> **STATED EXERCISE 1**:
Using the text on the Luepke flower business, decide whether each statement below agrees with it. Answer yes or no for each, quoting the words of the text that settle it.
(a) The business began as a flower stand opened by Frank and Edla Luepke.
(b) The Luepke Building was constructed in the late 1960s.
(c) Rudy Luepke served three terms as Vancouver's mayor.
-------- SUPPLIED TEXT --------
People have been buying bundles of blooms under the Luepke sign in downtown Vancouver since 1909. The gigantic round window on the corner of 13th and Washington has probably showcased thousands of displays over the decades, with perhaps millions of blossoms. The long-lived floral business grew from the flower stand opened by Texas transplants Frank and Edla Luepke. Their son, Rudolph, inherited the business and oversaw the construction of the landmark Luepke Building in the late 30s. Rudolph—known as Rudy—went on to become president of the Vancouver Chamber of Commerce, Clark County’s First Citizen and a city council member before serving as Vancouver’s mayor for two terms in the late 60s.
--------
> **STATED EXERCISE 2**:
Output every line of the listing below as a JSON list of strings, one string per line, without blank lines. Leave the pictures out of the list.
-------- DATA --------
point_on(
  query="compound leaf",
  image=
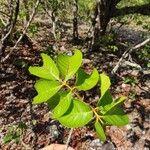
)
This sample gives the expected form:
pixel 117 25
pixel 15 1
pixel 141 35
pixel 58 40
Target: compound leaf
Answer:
pixel 63 105
pixel 99 130
pixel 78 115
pixel 46 89
pixel 85 81
pixel 69 65
pixel 48 71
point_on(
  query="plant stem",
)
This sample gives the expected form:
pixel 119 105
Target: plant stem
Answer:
pixel 69 137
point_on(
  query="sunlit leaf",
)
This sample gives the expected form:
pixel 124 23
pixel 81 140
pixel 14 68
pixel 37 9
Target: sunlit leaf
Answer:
pixel 69 65
pixel 46 89
pixel 85 81
pixel 47 71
--------
> **RESULT 1**:
(a) Yes: "The long-lived floral business grew from the flower stand opened by Texas transplants Frank and Edla Luepke."
(b) No: "oversaw the construction of the landmark Luepke Building in the late 30s."
(c) No: "serving as Vancouver’s mayor for two terms in the late 60s."

> **RESULT 2**:
[
  "point_on(",
  "  query=\"compound leaf\",",
  "  image=",
  ")",
  "This sample gives the expected form:",
  "pixel 117 25",
  "pixel 15 1",
  "pixel 141 35",
  "pixel 58 40",
  "Target: compound leaf",
  "Answer:",
  "pixel 63 105",
  "pixel 99 130",
  "pixel 78 115",
  "pixel 46 89",
  "pixel 85 81",
  "pixel 69 65",
  "pixel 48 71",
  "point_on(",
  "  query=\"plant stem\",",
  ")",
  "This sample gives the expected form:",
  "pixel 119 105",
  "Target: plant stem",
  "Answer:",
  "pixel 69 137",
  "point_on(",
  "  query=\"sunlit leaf\",",
  ")",
  "This sample gives the expected form:",
  "pixel 124 23",
  "pixel 81 140",
  "pixel 14 68",
  "pixel 37 9",
  "Target: sunlit leaf",
  "Answer:",
  "pixel 69 65",
  "pixel 46 89",
  "pixel 85 81",
  "pixel 47 71"
]